→ **TASK TO COMPLETE**: Each entry must appear in the answer exactly as it does here.
(DATASET Opens)
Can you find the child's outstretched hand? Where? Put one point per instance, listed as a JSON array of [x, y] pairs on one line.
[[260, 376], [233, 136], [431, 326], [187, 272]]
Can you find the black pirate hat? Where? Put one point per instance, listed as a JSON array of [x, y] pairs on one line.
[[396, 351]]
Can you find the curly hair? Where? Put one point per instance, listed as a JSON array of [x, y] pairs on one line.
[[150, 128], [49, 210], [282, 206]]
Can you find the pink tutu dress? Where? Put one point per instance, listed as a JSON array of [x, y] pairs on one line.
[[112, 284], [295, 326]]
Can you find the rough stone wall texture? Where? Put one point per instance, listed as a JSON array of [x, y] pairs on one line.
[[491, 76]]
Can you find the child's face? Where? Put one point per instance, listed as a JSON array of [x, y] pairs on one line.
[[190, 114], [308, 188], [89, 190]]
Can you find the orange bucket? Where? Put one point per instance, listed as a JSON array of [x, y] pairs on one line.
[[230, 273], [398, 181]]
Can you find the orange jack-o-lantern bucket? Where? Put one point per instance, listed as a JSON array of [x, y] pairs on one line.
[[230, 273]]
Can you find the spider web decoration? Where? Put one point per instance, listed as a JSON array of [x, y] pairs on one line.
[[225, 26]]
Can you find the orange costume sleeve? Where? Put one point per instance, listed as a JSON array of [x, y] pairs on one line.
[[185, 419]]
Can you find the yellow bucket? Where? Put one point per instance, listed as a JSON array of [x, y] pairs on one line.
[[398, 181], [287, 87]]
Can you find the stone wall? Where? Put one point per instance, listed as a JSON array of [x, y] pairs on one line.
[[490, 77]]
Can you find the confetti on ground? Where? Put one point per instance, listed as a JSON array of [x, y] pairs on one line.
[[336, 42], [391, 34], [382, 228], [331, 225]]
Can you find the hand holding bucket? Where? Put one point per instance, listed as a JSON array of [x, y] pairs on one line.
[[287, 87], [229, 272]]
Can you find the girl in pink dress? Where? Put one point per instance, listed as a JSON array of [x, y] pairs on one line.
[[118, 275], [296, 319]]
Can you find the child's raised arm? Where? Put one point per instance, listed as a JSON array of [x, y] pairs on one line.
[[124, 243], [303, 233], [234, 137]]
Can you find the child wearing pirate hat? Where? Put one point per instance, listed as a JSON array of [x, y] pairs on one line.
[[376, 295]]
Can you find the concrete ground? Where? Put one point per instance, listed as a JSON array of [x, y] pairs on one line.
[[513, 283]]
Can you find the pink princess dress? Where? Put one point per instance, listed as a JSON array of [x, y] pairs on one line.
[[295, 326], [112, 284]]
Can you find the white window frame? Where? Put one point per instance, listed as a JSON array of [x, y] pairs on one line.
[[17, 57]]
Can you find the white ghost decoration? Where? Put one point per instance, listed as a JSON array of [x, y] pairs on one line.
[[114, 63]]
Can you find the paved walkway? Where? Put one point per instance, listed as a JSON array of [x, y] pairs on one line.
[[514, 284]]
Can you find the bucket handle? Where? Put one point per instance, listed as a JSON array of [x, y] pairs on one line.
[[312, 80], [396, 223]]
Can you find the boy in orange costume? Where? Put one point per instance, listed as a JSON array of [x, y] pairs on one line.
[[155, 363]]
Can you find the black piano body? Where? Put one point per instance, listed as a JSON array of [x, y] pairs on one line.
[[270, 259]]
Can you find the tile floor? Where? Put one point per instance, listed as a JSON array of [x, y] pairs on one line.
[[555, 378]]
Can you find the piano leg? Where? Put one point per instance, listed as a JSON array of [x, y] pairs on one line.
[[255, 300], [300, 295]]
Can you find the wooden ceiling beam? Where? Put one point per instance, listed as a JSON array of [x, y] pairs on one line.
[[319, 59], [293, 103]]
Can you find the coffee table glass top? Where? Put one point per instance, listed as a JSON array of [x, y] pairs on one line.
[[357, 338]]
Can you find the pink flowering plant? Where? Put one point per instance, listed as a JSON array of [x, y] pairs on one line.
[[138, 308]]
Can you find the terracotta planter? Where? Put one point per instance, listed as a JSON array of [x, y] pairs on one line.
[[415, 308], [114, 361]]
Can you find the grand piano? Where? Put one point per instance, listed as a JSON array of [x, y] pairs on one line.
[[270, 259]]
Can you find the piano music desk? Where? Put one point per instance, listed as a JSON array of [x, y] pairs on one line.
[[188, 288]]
(DATASET Closes)
→ **OUTPUT OF THE EXERCISE**:
Can you find the child's outstretched hand? Where? Put one point per instance, listed as a JSON array of [x, y] pairs on one line.
[[260, 376], [233, 136], [431, 326], [187, 272]]
Can you find the black pirate hat? Where? Put one point per instance, listed as a JSON array of [x, y] pairs on one line.
[[396, 351]]
Can you find the curly hair? Where? Put one point per instance, listed as a JSON array of [x, y] pairs on one line.
[[150, 128], [49, 210], [282, 206]]
Can you find the pink tutu dress? Where? Put one point per instance, listed as a JSON array of [x, y] pairs on one line.
[[112, 284], [295, 326]]
Can you find the rough stone wall texture? Where? Put one point per instance, listed as a JSON array of [x, y] pairs on one line.
[[491, 76]]
Can you find the child's face? Where? Put one point per instance, listed as a JSON array of [x, y] pairs on one line.
[[190, 114], [308, 188], [89, 190]]
Can you find the orange bucket? Where? Put one point per instance, listed as a JSON array of [x, y] pairs on one line.
[[230, 273], [398, 181]]
Can you find the orange jack-o-lantern bucket? Where? Put one point per instance, listed as a JSON array of [x, y] pairs on one line.
[[230, 273]]
Can you find the spider web decoration? Where? Put one point per instance, listed as a JSON array of [x, y] pairs on one line.
[[225, 26]]
Can you find the orange costume sleeve? Where? Put one point per instance, listed as a JSON array of [x, y] pairs on one line.
[[185, 419]]
Can you find the yellow bucket? Where? Put one point per instance, listed as a JSON array of [x, y] pairs on one line.
[[398, 181], [287, 87]]
Can you find the stone wall? Where? Put one point per instance, listed as a JSON array of [x, y] pairs on one line.
[[490, 77]]
Can you find the confetti on ground? Where? Put one point per instance, listed as a JSON array of [x, y] pairs on one line.
[[336, 42], [391, 34], [382, 228], [331, 225]]
Can you find the hand holding bucket? Where? Put one point per instance, listed as a JSON array of [x, y] pairs on one line.
[[287, 87], [229, 272]]
Can you find the girl in pink dress? Where? Put one point per instance, listed as a JSON array of [x, y] pairs on one line.
[[118, 275], [296, 319]]
Can you find the child's raised arm? Where? Put one point per instance, listed as a JSON array of [x, y] pairs on one line.
[[124, 243], [303, 233], [234, 137]]
Can you find the child wearing pirate hat? Where? Put one point per instance, listed as a JSON array of [x, y] pairs on one line.
[[376, 295]]
Can you find the concrete ground? Where? Put one point per instance, listed as a JSON array of [x, y] pairs on one line.
[[513, 283]]
Can you find the pink princess dress? Where? Put one point per instance, listed as a JSON array of [x, y] pairs on one line.
[[295, 326], [112, 284]]
Can you find the white window frame? Where? Put one point per instance, listed as a JSON array of [x, y] pairs on one line.
[[17, 57]]
Can you find the white ghost decoration? Where? Put one point per instance, listed as a JSON array of [x, y] pairs on one line.
[[114, 63]]
Can you find the paved walkway? Where? Put one point per instance, listed as a JSON array of [x, y] pairs on one line.
[[514, 284]]
Can you find the bucket handle? Where? Put one point per instance, listed as a JSON array of [x, y] pairs on one line.
[[312, 80], [396, 223]]
Can you find the boy in orange costume? Where? Put one point per instance, listed as a JSON array of [x, y] pairs on one line.
[[155, 363]]
Can you find the black piano body? Where? Put one point per instance, listed as a JSON array of [x, y] pairs on one line.
[[270, 259]]
Can you find the tile floor? Where? Put one point per instance, listed as a JSON array of [x, y] pairs on one line.
[[555, 378]]
Can you find the piano leg? Where? Put one point per instance, listed as a JSON array of [x, y] pairs on one line.
[[255, 300], [300, 295]]
Can you find the wooden ceiling beam? Where? Put one point per instance, listed as a JSON array of [x, y] pairs on one line.
[[319, 59], [293, 103]]
Can you find the coffee table glass top? Where? Put one point per instance, listed as a JSON array of [x, y] pairs on one line.
[[357, 338]]
Can you find the pink flowering plant? Where? Put one point per instance, listed as a JSON array of [x, y] pairs on one line.
[[138, 308]]
Can you find the terracotta planter? Where? Put one point per instance, listed as a JSON array of [x, y] pairs on one line.
[[415, 308], [114, 361]]
Can you find the grand piano? Where? Put one point per instance, listed as a JSON array of [x, y] pairs on one line.
[[270, 259]]
Can you find the piano music desk? Where? Put one point per instance, listed as a JSON array of [x, y] pairs on one line.
[[188, 288]]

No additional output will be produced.